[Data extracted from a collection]
========

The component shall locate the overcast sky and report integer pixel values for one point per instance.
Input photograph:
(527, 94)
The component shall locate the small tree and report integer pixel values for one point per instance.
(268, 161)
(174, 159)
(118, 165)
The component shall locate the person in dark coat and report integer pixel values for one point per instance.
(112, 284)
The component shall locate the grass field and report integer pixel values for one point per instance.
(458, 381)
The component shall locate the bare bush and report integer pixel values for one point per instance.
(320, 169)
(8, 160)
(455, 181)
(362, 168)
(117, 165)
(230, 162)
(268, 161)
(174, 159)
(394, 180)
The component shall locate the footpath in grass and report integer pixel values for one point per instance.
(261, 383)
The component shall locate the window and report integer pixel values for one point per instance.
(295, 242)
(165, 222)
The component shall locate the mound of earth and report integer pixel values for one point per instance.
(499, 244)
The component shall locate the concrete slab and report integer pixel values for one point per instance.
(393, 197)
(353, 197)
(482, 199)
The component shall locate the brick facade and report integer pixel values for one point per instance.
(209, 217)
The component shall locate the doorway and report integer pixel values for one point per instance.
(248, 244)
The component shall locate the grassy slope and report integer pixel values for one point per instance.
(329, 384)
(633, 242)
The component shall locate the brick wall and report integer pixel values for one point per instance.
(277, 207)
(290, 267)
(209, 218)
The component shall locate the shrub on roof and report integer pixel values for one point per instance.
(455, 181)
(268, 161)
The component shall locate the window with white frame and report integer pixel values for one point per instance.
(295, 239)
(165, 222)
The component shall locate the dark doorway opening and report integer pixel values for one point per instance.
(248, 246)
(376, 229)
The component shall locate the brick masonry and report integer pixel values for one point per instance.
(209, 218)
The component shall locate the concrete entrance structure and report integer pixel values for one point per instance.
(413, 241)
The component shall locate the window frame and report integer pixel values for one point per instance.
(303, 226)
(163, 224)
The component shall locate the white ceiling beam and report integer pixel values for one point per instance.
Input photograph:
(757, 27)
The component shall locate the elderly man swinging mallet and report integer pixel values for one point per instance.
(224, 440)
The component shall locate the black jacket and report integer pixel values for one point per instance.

========

TASK: Copy every entry exactly, leaving nothing out.

FINAL ANSWER:
The component shall locate the overcast sky and report integer pixel values for one point per instance.
Input photograph:
(527, 94)
The component shall locate the small tree and report integer pixel values for one point per instance.
(268, 161)
(174, 159)
(118, 165)
The component shall locate the person in dark coat and report integer pixel values for one point per instance.
(112, 284)
The component shall locate the grass field and report integer pixel values for one point per instance.
(458, 381)
The component shall locate the bare bush and report integer pixel values for one point per instance.
(320, 169)
(8, 160)
(455, 181)
(362, 168)
(117, 165)
(230, 162)
(268, 161)
(174, 159)
(394, 180)
The component shall locate the footpath in grass and report integer pixel values for one point per instance.
(261, 383)
The component shall locate the window and report integer pixel values for one point per instance.
(295, 242)
(165, 222)
The component shall locate the mound of earth and report integer pixel values for one point per instance.
(499, 244)
The component shall locate the concrete slab and report integer pixel values for one point per instance.
(393, 197)
(353, 197)
(482, 199)
The component shall locate the brick facade and report integer pixel values for one point per instance.
(209, 217)
The component shall locate the doorway and report integer pixel values for one point per instance.
(248, 244)
The component shall locate the grassy slope and report integer pixel values for one point per instance.
(329, 384)
(633, 242)
The component shall locate the brick wall and report integer pixel values for one point per instance.
(277, 207)
(290, 267)
(209, 218)
The component shall locate the shrub on roof and report integer pixel values for one point per instance.
(455, 181)
(268, 161)
The component shall locate the window with white frame and report integer pixel values for one point per instance.
(295, 239)
(165, 222)
The component shall locate the dark doorway opening and report integer pixel values for one point per instance.
(248, 246)
(376, 229)
The component shall locate the brick masonry and report integer pixel values for one point per instance.
(209, 218)
The component shall locate the concrete entrance structure and report integer pixel values for one point per instance.
(413, 241)
The component shall locate the window frame and report integer pixel values for one point per instance.
(303, 226)
(163, 224)
The component shall locate the white ceiling beam and report integer pixel values for one point per instance.
Input photograph:
(757, 27)
The component shall locate the elderly man swinging mallet and report integer pixel values for one point per instance.
(224, 440)
The component shall locate the black jacket and report integer pixel values for one point per instance.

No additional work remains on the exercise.